### Problem to work on
Quote every one of the items below word for word, without changing anything.

### Data for this task
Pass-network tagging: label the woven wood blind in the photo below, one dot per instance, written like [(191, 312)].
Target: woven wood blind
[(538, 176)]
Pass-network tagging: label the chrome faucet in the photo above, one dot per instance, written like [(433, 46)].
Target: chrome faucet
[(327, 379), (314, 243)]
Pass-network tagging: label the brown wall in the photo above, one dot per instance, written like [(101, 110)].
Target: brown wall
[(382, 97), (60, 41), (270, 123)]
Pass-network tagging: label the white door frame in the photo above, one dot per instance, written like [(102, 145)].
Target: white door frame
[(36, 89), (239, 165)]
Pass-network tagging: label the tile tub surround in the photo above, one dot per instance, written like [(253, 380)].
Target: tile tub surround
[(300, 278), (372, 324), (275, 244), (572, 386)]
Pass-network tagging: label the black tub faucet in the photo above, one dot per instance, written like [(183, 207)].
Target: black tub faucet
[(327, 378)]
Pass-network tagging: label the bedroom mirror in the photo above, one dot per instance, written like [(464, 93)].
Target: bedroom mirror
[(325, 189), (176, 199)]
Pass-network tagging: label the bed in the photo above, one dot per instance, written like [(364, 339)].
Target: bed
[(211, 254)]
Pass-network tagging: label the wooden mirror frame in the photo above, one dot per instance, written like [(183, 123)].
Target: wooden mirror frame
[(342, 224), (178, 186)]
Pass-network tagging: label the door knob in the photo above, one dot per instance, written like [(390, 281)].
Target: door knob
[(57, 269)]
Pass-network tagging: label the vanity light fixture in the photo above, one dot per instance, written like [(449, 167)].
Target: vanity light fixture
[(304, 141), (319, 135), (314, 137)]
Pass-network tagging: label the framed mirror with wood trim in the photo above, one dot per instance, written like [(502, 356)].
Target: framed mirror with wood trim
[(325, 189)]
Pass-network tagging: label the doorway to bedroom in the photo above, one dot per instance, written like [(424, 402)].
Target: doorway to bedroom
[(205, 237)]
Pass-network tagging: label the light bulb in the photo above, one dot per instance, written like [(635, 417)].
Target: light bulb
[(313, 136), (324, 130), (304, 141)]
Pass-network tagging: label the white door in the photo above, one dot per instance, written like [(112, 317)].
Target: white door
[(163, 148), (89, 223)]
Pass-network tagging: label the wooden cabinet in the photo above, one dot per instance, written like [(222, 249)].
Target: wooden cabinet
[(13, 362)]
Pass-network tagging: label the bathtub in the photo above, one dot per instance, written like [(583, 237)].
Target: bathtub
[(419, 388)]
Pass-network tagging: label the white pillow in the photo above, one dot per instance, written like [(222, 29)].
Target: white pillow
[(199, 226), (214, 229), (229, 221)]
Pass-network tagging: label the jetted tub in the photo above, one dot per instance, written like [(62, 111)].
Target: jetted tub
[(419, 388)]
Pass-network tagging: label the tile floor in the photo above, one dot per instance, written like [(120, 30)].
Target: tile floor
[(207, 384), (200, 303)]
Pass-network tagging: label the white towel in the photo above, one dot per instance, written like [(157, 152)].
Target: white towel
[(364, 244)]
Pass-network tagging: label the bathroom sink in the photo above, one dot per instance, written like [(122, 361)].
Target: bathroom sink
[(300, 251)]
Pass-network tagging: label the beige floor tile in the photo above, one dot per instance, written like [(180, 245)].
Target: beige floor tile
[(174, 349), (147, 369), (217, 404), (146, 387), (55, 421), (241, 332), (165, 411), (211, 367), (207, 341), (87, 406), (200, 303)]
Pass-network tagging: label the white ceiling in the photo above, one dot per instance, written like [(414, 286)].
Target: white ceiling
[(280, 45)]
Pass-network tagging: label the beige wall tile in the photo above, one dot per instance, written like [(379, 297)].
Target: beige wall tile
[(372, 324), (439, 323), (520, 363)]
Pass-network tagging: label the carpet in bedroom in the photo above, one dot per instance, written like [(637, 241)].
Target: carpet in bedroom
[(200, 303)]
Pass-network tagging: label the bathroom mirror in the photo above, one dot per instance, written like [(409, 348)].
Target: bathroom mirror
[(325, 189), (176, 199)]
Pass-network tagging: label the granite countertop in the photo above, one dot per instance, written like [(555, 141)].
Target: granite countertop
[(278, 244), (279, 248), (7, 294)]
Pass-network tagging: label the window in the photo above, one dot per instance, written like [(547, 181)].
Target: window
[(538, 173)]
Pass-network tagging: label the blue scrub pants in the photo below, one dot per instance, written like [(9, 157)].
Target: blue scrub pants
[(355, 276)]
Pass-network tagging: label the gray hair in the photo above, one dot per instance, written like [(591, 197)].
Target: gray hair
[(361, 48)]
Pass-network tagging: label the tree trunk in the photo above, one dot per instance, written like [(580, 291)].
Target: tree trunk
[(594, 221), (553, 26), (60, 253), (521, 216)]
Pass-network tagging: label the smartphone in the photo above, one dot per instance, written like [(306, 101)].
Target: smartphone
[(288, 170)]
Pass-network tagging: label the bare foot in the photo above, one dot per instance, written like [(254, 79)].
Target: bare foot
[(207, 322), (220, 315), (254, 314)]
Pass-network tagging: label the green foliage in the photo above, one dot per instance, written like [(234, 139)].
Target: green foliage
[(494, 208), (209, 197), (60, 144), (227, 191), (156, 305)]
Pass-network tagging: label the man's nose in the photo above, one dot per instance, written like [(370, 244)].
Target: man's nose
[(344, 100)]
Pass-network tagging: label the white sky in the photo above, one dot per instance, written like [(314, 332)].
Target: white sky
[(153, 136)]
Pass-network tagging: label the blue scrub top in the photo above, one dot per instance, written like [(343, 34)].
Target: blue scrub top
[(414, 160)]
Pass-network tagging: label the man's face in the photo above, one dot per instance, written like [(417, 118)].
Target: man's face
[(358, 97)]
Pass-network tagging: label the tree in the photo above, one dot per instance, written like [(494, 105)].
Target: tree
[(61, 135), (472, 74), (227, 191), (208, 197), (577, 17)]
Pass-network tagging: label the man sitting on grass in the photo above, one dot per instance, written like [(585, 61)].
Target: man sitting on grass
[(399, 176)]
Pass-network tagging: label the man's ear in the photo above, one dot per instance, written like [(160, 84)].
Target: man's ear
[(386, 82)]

### Written reply
Pass-network tagging: label the woven wood blind in the photo below, one dot per instance, written like [(191, 312)].
Target: woven wood blind
[(538, 176)]
Pass-network tagging: label the chrome faucet in the photo above, one dot per instance, written like [(433, 46)].
Target: chrome faucet
[(327, 379), (314, 243)]
Pass-network tagging: label the brown wall in the photo above, one dot per instance, written like [(101, 110)].
Target: brown wall
[(382, 97), (60, 41), (270, 123)]
Pass-network tagging: label the white door frame in the photo above, one dot per instance, written like [(102, 145)].
Target: white door frame
[(36, 89), (239, 165)]
Pass-network tagging: label the tile tub surround in the photo above, one dot per instance, written like [(253, 380)].
Target: tile tub surround
[(300, 278), (372, 324), (275, 244), (572, 386)]
Pass-network tagging: label the black tub faucet in the photo above, one dot per instance, written like [(183, 207)].
Target: black tub faucet
[(327, 378)]
Pass-network tagging: label the bedroom mirror in the photo above, one dot per instance, written like [(464, 93)].
Target: bedroom mirror
[(325, 189), (176, 199)]
Pass-network tagging: label the bed in the photo above, one dot per instance, written like [(364, 339)].
Target: bed
[(211, 254)]
Pass-network tagging: label the wooden mirror frame in the photo above, one dot per instance, written like [(183, 123)].
Target: wooden mirror frame
[(342, 224), (178, 186)]
Pass-network tagging: label the door knob in the photo above, one dot per instance, written like [(390, 281)].
Target: door knob
[(57, 269)]
Pass-network tagging: label the vanity light fixture in the photo above, one dot per instance, written like [(449, 167)].
Target: vanity light fixture
[(304, 141), (319, 135), (314, 137)]
Pass-network tagging: label the framed mirror with wood trim in the photo above, one dot per instance, written like [(502, 356)].
Target: framed mirror with wood trim
[(325, 189)]
Pass-network tagging: label the doorway to bedroom in the photo above, one dot per instance, written like [(424, 402)].
Target: doorway to bedroom
[(205, 237)]
Pass-network tagging: label the light bulb in the photo above, one dot per instance, written like [(635, 417)].
Target: light bulb
[(313, 136), (324, 130), (304, 141)]
Pass-network tagging: label the white door in the photo above, one dot per instance, written like [(112, 317)].
Target: white door
[(163, 148), (89, 223)]
Pass-network tagging: label the wooden cabinet in the photo above, one dot per instance, written like [(222, 249)].
Target: wooden cabinet
[(13, 362)]
Pass-network tagging: label the bathtub in the photo above, one dot per instance, written like [(583, 237)].
Target: bathtub
[(419, 388)]
Pass-network tagging: label the white pillow in the photo above, one dot per instance, written like [(222, 29)].
Target: white pillow
[(199, 226), (214, 229), (229, 221)]
Pass-network tagging: label the jetted tub in the photo above, one dot per instance, written like [(62, 111)].
Target: jetted tub
[(419, 388)]
Pass-network tagging: label the tile floor in the photo above, one dot per instance, written like [(120, 30)].
Target: tile floor
[(207, 384), (200, 303)]
Pass-network tagging: label the white towel in the photo above, one dot per instance, written like [(157, 152)].
Target: white towel
[(364, 244)]
Pass-network tagging: label the bathroom sink in the photo above, one dot per instance, written like [(122, 361)].
Target: bathroom sink
[(300, 251)]
Pass-network tagging: label the beige floor tile in the photo above, one dot per instance, written like [(180, 245)].
Target: beige floor tile
[(174, 349), (147, 369), (217, 404), (146, 387), (55, 421), (241, 332), (165, 411), (211, 367), (207, 341), (87, 406), (200, 303)]
Pass-network tagging: label the white ceiling in the photo above, one dot per instance, written like [(414, 286)].
Target: white ceiling
[(280, 45)]
Pass-network tagging: label the beige wall tile in the photo above, one dot per instance, written like [(379, 297)].
Target: beige wall tile
[(372, 324), (439, 323), (520, 363)]
Pass-network tagging: label the carpet in bedroom in the photo above, one dot per instance, written like [(637, 241)].
Target: carpet in bedroom
[(200, 303)]
Pass-network tagging: label the bathroom mirror in the photo above, one dot per instance, written like [(409, 348)].
Target: bathroom mirror
[(325, 189), (176, 199)]
Pass-network tagging: label the granite countertop in the photo above, one dot per instance, written like [(555, 141)].
Target: granite countertop
[(278, 244), (279, 248), (7, 294)]
Pass-network tagging: label the window in the photo above, one dot per instance, written like [(547, 181)].
Target: window
[(538, 173)]
Pass-network tagging: label the blue scrub pants in the photo below, one dot per instance, written like [(9, 157)].
Target: blue scrub pants
[(355, 276)]
Pass-network tagging: label the gray hair in the photo above, one dot per instance, written like [(591, 197)].
Target: gray hair
[(361, 48)]
Pass-network tagging: label the tree trunk in the photo above, one dot per instance, written like [(580, 291)].
Target: tree trunk
[(594, 221), (553, 26), (60, 253), (521, 216)]
Pass-network tagging: label the smartphone in the photo above, one dot per instance, written like [(306, 101)].
Target: smartphone
[(288, 170)]
Pass-network tagging: label the bare foot in the photo above, one dot per instance, written like [(254, 79)].
Target: bare foot
[(207, 322), (220, 315), (254, 314)]
Pass-network tagging: label the green foliage in the photo above, one dot per instance, written like [(234, 139)].
Target: green foliage
[(494, 208), (209, 197), (60, 144), (227, 191), (156, 305)]
Pass-network tagging: label the man's nose in the photo above, one dot per instance, written like [(370, 244)].
Target: man's nose
[(344, 100)]
Pass-network tagging: label the white sky in the photo above, one dot per instance, written like [(314, 332)].
Target: white sky
[(153, 136)]
Pass-network tagging: label the blue scrub top in the photo above, one dot per instance, written like [(343, 34)].
Target: blue scrub top
[(414, 160)]
Pass-network tagging: label the man's face in the photo above, one dot per instance, written like [(417, 118)].
Target: man's face
[(358, 97)]
Pass-network tagging: label the tree in the photo above, one dot per instance, written like [(494, 105)].
Target: tree
[(61, 135), (472, 74), (227, 191), (208, 197), (577, 17)]
Pass-network tagging: label the man sitting on grass in the photo above, one dot per instance, written like [(585, 61)].
Target: man sitting on grass
[(399, 176)]
Pass-network tagging: label the man's ear in the photo above, one dot per instance, written like [(160, 84)].
Target: man's ear
[(386, 82)]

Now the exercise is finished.